* WHAT IS EXPECTED *
Reproduce the following lines verbatim.

* DATA PROVIDED *

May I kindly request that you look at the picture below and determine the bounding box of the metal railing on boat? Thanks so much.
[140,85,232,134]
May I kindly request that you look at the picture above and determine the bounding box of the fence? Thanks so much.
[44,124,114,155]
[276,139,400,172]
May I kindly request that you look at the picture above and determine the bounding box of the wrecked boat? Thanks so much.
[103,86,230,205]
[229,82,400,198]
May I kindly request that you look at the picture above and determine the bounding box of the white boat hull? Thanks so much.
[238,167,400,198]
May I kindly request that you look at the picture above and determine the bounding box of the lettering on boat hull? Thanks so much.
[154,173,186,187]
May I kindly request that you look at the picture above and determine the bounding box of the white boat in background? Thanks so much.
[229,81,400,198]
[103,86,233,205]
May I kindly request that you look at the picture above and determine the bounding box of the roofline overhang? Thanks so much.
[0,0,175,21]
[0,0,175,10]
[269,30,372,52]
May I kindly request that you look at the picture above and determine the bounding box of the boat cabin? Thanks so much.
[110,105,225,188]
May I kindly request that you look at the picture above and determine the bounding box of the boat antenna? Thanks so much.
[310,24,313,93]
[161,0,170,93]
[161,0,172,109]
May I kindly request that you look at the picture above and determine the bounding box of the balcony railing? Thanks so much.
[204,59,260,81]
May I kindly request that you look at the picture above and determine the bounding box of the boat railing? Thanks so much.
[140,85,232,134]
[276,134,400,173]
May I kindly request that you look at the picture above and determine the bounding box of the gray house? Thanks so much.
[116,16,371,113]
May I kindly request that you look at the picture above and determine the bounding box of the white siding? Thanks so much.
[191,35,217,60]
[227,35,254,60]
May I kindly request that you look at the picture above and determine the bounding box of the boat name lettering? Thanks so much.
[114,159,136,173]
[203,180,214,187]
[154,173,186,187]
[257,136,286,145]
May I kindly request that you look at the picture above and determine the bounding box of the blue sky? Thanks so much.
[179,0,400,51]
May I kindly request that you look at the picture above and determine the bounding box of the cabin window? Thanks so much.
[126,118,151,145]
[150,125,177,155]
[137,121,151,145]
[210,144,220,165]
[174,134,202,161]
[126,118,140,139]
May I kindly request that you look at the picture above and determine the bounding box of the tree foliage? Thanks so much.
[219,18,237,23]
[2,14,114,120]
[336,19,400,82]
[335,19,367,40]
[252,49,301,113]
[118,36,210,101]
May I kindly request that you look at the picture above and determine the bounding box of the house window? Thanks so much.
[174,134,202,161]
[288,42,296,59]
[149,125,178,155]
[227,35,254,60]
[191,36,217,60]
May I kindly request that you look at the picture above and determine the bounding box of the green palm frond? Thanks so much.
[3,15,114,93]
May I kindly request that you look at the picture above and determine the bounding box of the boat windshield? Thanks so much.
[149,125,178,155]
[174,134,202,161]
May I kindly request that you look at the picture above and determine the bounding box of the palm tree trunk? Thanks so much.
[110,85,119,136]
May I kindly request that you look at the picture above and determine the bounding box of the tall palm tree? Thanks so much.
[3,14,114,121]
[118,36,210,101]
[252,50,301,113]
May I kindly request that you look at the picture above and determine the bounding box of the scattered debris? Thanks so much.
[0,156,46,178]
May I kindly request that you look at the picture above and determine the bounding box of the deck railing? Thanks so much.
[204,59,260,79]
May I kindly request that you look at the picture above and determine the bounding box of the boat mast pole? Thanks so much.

* COMPLETE ANSWER *
May I kindly request that you look at the picture below and determine the bounding box of the metal railing on boat? Thanks so much.
[140,85,232,134]
May I kindly request that you look at the picture above and determine the bounding box of the fence? Thanks so much.
[44,124,114,155]
[276,139,400,172]
May I kindly request that you look at the picture above and determine the bounding box of the wrecked boat? Thanks so much.
[103,86,230,205]
[229,82,400,198]
May I kindly request that you look at the picture above and determine the bounding box of the white boat hull? Thanks so much.
[238,167,400,198]
May I kindly request that you look at the picture above and determine the bounding box of the lettering on boat hull? Thanks so much.
[154,173,186,187]
May I kindly request that you look at the picture above and determine the bounding box of the white boat in background? Thanks so much.
[229,81,400,198]
[103,86,233,205]
May I kindly request that you look at the picture above and determine the bounding box of the roofline overhang? Thanks so much.
[0,0,175,21]
[0,0,175,10]
[269,30,372,52]
May I kindly request that you look at the picture above and determine the bounding box of the boat cabin? Thanks so much.
[110,105,225,188]
May I kindly request that you look at the picture above and determine the bounding box of the boat antenna? Thanks so much.
[310,24,313,93]
[161,0,170,93]
[161,0,172,109]
May I kindly request that you look at the picture above and determine the bounding box of the balcony railing? Thanks so much.
[204,59,260,81]
May I kindly request that you look at the picture above and determine the bounding box of the boat railing? Thanks so much.
[140,85,232,134]
[276,134,400,173]
May I kindly request that you look at the picture above and determine the bounding box of the gray house? Thanks so much.
[116,16,371,113]
May I kindly request that you look at the picture above and determine the bounding box of the white siding? Thanks so much.
[191,35,217,60]
[227,35,254,60]
May I kindly request that you look at the picture above and determine the bounding box of the boat name lettering? Thanks so much.
[114,159,136,173]
[203,180,214,187]
[154,173,186,187]
[257,136,286,145]
May I kindly request that you look at the picture above and determine the bounding box of the blue sky? Thanks so much.
[179,0,400,51]
May I kindly request that you look at the picture above and determine the bounding box of the cabin window? Thanks so much.
[126,118,151,145]
[150,125,177,155]
[137,121,151,145]
[210,144,220,165]
[174,134,202,161]
[126,118,140,139]
May I kindly request that you look at the picture above and determine the bounding box of the tree foliage? Thanks so much.
[219,18,237,23]
[2,14,114,120]
[336,19,400,82]
[335,19,367,40]
[252,49,301,113]
[118,36,210,101]
May I kindly request that you look at the picture above and determine the bounding box of the house window? Thanks so much.
[174,134,202,161]
[288,42,296,59]
[149,125,178,155]
[227,35,254,60]
[191,36,217,60]
May I kindly request that you look at the picture above and determine the bounding box of the green palm frond? Thanks so much.
[3,15,114,93]
May I kindly request that you look at the picture above and determine the bounding box of the boat windshield? Thanks so much.
[149,125,178,155]
[174,134,202,161]
May I kindly request that you look at the picture above and determine the bounding box of the palm tree trunk? Thanks so much.
[110,85,119,136]
May I kindly request that you look at the picture above and determine the bounding box of the tall palm tree? Thanks so much.
[3,14,114,121]
[118,36,210,101]
[252,50,301,113]
May I kindly request that you look at the picture above and determine the bounding box of the scattered debris? Thanks so much.
[0,156,46,178]
May I kindly request that you look at the picture above and determine the bounding box of the deck railing? Thanks so much.
[204,59,260,79]
May I kindly request that you look at the picture above and determine the bounding box of the boat mast pole? Thanks so much.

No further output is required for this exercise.